▶ _PROBLEMS_:
A) Reproduce the part of the triangle-sampling excerpt starting at "x, y = random.random(), random.random()" and ending at "pt2 = (2, 4)".
B) Answer these questions from the triangle-sampling excerpt, marking each answer (i), (ii), (iii) on its own line:
(i) In the first function, what do x and y represent?
(ii) What does the variant function use in place of sorting?
(iii) How many points does the example usage generate?
C) Write what comes next in the triangle-sampling excerpt, picking up after its final line.

▶ _SOURCE EXCERPT_:
───

Here's some code that generates points uniformly on an arbitrary triangle in the plane.

import random
    
def point_on_triangle(pt1, pt2, pt3):
    """
    Random point on the triangle with vertices pt1, pt2 and pt3.
    """
    x, y = sorted([random.random(), random.random()])
    s, t, u = x, y - x, 1 - y
    return (s * pt1[0] + t * pt2[0] + u * pt3[0],
            s * pt1[1] + t * pt2[1] + u * pt3[1])

The idea is to compute a weighted average of the three vertices, with the weights given by a random break of the unit interval [0, 1] into three pieces (uniformly over all such breaks). Here x and y represent the places at which we break the unit interval, and s, t and u are the length of the pieces following that break. We then use s, t and u as the barycentric coordinates of the point in the triangle.

Here's a variant of the above that avoids the need to sort, instead making use of an absolute value call:

def point_on_triangle2(pt1, pt2, pt3):
    """
    Random point on the triangle with vertices pt1, pt2 and pt3.
    """
    x, y = random.random(), random.random()
    q = abs(x - y)
    s, t, u = q, 0.5 * (x + y - q), 1 - 0.5 * (q + x + y)
    return (
        s * pt1[0] + t * pt2[0] + u * pt3[0],
        s * pt1[1] + t * pt2[1] + u * pt3[1],
    )

Here's an example usage that generates 10000 points in a triangle:

pt1 = (1, 1)
pt2 = (2, 4)
pt3 = (5, 2)

───

▶ _SUPPLIED ENTRIES_:
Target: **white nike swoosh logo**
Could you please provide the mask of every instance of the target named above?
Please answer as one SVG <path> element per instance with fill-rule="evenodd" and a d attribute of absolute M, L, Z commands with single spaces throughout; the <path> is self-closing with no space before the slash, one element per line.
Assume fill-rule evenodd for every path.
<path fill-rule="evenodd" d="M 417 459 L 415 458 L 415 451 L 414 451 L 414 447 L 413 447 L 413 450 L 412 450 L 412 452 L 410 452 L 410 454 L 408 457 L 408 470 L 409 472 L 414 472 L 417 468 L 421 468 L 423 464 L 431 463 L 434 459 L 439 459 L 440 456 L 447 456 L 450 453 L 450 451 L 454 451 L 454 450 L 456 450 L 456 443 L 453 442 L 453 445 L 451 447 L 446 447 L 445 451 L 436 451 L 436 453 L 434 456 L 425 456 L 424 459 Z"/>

───

▶ _RESPONSES FOR EACH TASK_:
A)
x, y = random.random(), random.random()
    q = abs(x - y)
    s, t, u = q, 0.5 * (x + y - q), 1 - 0.5 * (q + x + y)
    return (
        s * pt1[0] + t * pt2[0] + u * pt3[0],
        s * pt1[1] + t * pt2[1] + u * pt3[1],
    )

Here's an example usage that generates 10000 points in a triangle:

pt1 = (1, 1)
pt2 = (2, 4)

B)
(i) The places at which the unit interval [0, 1] is broken.
(ii) An absolute value call.
(iii) 10000.

C)
points = [point_on_triangle(pt1, pt2, pt3) for _ in range(10000)]

And a plot obtained from the above, demonstrating the uniformity. The plot was generated by this code:

import matplotlib.pyplot as plt
x, y = zip(*points)
plt.scatter(x, y, s=0.1)
plt.show()

Here's the image:

enter image description here

And since you tagged the question with the "numpy" tag, here's a NumPy version that generates multiple samples at once. Note that it uses the matrix multiplication operator @, introduced in Python 3.5 and supported in NumPy >= 1.10. You'll need to replace that with a call to np.dot on older Python or NumPy versions.

import numpy as np

def points_on_triangle(v, n):
    """
    Give n random points uniformly on a triangle.

    The vertices of the triangle are given by the shape
    (2, 3) array *v*: one vertex per row.
    """
    x = np.sort(np.random.rand(2, n), axis=0)
    return np.column_stack([x[0], x[1]-x[0], 1.0-x[1]]) @ v


# Example usage
v = np.array([(1, 1), (2, 4), (5, 2)])
points = points_on_triangle(v, 10000)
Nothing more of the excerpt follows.